** START Document **

The collection of the Vitra Design Museum en miniature: The Miniatures Collection of the Vitra Design Museum covers the most important pieces from the international history of design from 1850 up to the present. The construction, materials and colours of the miniatures correspond precisely to the historical original. Extensive development work was carried out to adapt the manufacturing techniques to the requirements of miniaturization. Because they are so true to the originals, the miniatures are not only collector’s objects for furniture enthusiasts, but also serve as ideal illustrative material for universities and design schools. At present, the collection encompasses 80 models on a 1:6 scale with further pieces being continually added. The models come in their own wooden box and are accompanied by a descriptive brochure with details on the design. Net proceeds from the sale of the miniatures go towards the exhibitions and workshops of Vitra Design Museum.
Miniaturization means concentration: Vitra Design Museum faithfully replicates furniture design classics in miniaturized three-dimensional form. Many of these designs, like the chaise longue by Le Corbusier or the red-blue chair by Gerrit Rietveld, are as widely known today as the most celebrated works of art and are coveted by museums and collectors the world over. These miniatures illustrate at a glance what design means and what role it plays in the industrial production process. The clear and concentrated world of the miniatures yields a fascinating reflection of the stylistic diversity of contemporary design and provides a unique way of accessing the history of furniture design.
The manufacture of the miniatures: Vitra Design Museum has one of the most renowned collections of industrial furniture design – from the infancy of industrial mass production in the mid-19th century through the designs of functionalistic Modernism up to the postmodern furniture objects of the present day. With its many exhibits, the collection provides us with an ideal base for developing new furniture miniatures. Model builders measure the historical original in the museum collection, scale this down to one sixth of the original size and compile technical documentation. Subsequently, materials and manufacturing techniques are tested over a period of several months: the shapes are formed, materials and processes are selected, art historical research on the objects is conducted and then the production sequences are defined.

** END Document **

▶ [Short task A]: During the months-long testing phase described in the text on the Vitra Design Museum miniatures, which activities are carried out?
▶ [Short task B]: Reproduce word for word the passage of the text on the Vitra Design Museum miniatures, starting at "The manufacture of" and ending at "sequences are defined.".
▶ [Short task C]: According to the text on the Vitra Design Museum miniatures, at what scale are the models made?

** START Extracted entries **

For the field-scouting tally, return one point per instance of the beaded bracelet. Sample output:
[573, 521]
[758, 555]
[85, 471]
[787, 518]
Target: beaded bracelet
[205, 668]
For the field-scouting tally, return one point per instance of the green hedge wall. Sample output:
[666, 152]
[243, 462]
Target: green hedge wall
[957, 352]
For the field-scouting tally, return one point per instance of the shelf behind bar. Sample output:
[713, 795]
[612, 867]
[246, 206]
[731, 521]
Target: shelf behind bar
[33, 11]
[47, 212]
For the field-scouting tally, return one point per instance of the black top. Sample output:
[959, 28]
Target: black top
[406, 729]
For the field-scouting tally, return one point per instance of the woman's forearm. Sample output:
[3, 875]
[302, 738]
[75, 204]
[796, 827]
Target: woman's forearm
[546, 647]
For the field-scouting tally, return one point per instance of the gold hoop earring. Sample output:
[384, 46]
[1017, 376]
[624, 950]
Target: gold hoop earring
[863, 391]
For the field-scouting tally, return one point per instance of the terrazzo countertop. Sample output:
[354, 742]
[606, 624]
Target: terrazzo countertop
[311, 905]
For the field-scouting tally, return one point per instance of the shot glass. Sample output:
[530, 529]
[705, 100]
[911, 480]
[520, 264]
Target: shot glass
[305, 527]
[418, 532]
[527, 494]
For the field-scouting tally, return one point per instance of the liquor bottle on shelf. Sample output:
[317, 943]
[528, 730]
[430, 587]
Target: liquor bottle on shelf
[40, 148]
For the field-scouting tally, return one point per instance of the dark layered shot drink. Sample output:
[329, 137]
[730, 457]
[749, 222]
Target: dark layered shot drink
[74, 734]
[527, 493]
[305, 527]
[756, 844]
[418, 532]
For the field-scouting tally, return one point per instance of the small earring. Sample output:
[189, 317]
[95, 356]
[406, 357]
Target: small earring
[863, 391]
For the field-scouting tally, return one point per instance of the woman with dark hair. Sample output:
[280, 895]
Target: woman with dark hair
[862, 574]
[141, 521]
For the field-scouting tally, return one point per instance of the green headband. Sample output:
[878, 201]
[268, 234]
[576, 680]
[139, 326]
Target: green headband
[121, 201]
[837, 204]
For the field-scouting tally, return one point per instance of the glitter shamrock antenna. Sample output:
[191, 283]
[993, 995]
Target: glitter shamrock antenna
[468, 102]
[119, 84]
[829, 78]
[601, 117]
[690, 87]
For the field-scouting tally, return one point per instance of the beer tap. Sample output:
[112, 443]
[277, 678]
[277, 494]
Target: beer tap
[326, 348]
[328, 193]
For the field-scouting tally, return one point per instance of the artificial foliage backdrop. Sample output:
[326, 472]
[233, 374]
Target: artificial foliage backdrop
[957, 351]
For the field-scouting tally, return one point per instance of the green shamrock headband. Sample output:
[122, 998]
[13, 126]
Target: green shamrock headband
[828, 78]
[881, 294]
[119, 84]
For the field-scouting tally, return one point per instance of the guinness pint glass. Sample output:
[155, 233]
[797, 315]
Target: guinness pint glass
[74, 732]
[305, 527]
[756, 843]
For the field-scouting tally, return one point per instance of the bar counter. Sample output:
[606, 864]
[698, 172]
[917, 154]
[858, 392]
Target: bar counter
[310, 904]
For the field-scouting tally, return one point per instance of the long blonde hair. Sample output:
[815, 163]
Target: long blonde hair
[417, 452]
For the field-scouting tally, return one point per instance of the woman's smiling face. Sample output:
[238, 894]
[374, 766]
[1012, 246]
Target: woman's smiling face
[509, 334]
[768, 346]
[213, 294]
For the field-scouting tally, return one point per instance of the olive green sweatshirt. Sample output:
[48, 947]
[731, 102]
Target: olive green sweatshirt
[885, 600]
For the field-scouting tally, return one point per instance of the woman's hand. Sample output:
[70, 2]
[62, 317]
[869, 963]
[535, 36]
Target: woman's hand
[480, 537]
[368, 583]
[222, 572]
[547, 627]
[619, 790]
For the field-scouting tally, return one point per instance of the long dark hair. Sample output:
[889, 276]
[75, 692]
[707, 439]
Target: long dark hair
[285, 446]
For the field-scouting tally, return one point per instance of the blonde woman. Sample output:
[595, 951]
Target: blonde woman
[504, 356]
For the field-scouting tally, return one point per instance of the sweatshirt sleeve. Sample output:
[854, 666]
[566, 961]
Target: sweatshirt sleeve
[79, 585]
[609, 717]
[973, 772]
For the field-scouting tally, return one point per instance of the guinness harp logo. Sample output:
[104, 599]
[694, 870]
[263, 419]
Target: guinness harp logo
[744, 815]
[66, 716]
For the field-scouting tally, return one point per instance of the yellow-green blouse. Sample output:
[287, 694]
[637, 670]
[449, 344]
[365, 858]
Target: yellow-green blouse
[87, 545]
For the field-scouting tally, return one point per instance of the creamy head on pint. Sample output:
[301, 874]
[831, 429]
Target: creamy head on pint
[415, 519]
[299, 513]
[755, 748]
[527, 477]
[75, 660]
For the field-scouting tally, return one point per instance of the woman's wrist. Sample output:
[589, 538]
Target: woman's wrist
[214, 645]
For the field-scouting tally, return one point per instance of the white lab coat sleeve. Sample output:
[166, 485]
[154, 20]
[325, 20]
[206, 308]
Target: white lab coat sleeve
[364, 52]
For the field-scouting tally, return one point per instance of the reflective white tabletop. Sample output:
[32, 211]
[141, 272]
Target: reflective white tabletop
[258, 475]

** END Extracted entries **

▶ [Final result A]:
- The shapes are formed.
- Materials and processes are selected.
- Art historical research on the objects is conducted.
- The production sequences are defined.

▶ [Final result B]:
The manufacture of the miniatures: Vitra Design Museum has one of the most renowned collections of industrial furniture design – from the infancy of industrial mass production in the mid-19th century through the designs of functionalistic Modernism up to the postmodern furniture objects of the present day. With its many exhibits, the collection provides us with an ideal base for developing new furniture miniatures. Model builders measure the historical original in the museum collection, scale this down to one sixth of the original size and compile technical documentation. Subsequently, materials and manufacturing techniques are tested over a period of several months: the shapes are formed, materials and processes are selected, art historical research on the objects is conducted and then the production sequences are defined.

▶ [Final result C]: 1:6